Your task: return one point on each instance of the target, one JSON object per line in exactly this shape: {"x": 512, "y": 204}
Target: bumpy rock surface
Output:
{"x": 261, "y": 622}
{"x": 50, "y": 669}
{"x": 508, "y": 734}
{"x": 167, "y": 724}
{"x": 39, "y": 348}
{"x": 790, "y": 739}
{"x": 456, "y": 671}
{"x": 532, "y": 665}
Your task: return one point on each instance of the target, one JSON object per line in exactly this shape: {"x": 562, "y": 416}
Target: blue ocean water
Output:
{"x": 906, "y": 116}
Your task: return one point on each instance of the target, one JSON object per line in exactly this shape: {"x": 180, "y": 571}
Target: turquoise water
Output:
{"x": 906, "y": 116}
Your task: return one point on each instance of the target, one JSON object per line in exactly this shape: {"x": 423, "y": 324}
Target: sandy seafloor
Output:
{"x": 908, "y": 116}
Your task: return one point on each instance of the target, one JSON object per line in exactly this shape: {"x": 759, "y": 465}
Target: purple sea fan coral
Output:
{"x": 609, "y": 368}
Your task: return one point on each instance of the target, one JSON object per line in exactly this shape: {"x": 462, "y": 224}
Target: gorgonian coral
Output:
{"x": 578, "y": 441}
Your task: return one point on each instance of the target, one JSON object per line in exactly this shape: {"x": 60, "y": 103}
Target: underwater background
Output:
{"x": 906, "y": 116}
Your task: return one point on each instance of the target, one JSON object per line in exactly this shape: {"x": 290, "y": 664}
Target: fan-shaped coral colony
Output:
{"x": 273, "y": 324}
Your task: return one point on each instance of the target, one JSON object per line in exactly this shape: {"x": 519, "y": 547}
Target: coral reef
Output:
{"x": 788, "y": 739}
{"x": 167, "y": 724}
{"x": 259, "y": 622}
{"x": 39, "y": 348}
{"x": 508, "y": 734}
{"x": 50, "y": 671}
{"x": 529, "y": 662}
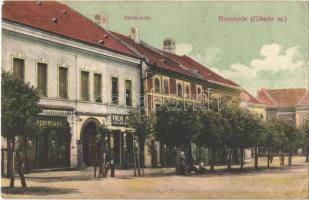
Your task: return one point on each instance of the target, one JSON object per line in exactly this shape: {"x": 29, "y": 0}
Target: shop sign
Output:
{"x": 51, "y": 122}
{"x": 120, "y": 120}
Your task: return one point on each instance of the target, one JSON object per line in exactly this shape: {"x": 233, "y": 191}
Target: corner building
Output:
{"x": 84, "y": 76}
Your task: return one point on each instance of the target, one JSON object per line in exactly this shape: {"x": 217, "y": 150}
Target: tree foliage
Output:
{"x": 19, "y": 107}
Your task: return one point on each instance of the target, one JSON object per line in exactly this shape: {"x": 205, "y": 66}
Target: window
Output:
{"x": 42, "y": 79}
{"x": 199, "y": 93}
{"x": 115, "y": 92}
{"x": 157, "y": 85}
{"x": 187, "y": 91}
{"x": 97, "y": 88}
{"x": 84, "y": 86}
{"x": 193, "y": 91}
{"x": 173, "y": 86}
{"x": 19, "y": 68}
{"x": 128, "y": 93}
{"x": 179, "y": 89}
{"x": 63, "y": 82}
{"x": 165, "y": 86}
++++++
What the task asks
Please leave out the pictures while you copy exactly the lines from the one containing "Target: coral reef" through the end of the records.

Result of the exercise
Target: coral reef
Output:
{"x": 788, "y": 739}
{"x": 167, "y": 724}
{"x": 259, "y": 622}
{"x": 39, "y": 348}
{"x": 508, "y": 734}
{"x": 50, "y": 671}
{"x": 529, "y": 662}
Your task: return one point on each instance of the target, one JSON object per line in exactly this shape: {"x": 29, "y": 0}
Target: shop sign
Output:
{"x": 51, "y": 122}
{"x": 120, "y": 120}
Your task: return one point on each instance of the target, one JSON object per line in exactly this shape: {"x": 233, "y": 191}
Target: corner building
Output:
{"x": 84, "y": 76}
Your task: return one point on each instance of the target, one JSON object per line in exactly this shape: {"x": 217, "y": 150}
Target: tree foliage
Output:
{"x": 19, "y": 107}
Your task: return one point on each instance of the target, one JSON object per line in exactly this shape: {"x": 205, "y": 66}
Target: window
Output:
{"x": 42, "y": 79}
{"x": 199, "y": 93}
{"x": 115, "y": 92}
{"x": 157, "y": 85}
{"x": 187, "y": 91}
{"x": 97, "y": 88}
{"x": 84, "y": 86}
{"x": 193, "y": 91}
{"x": 173, "y": 86}
{"x": 19, "y": 68}
{"x": 128, "y": 93}
{"x": 179, "y": 89}
{"x": 63, "y": 82}
{"x": 165, "y": 86}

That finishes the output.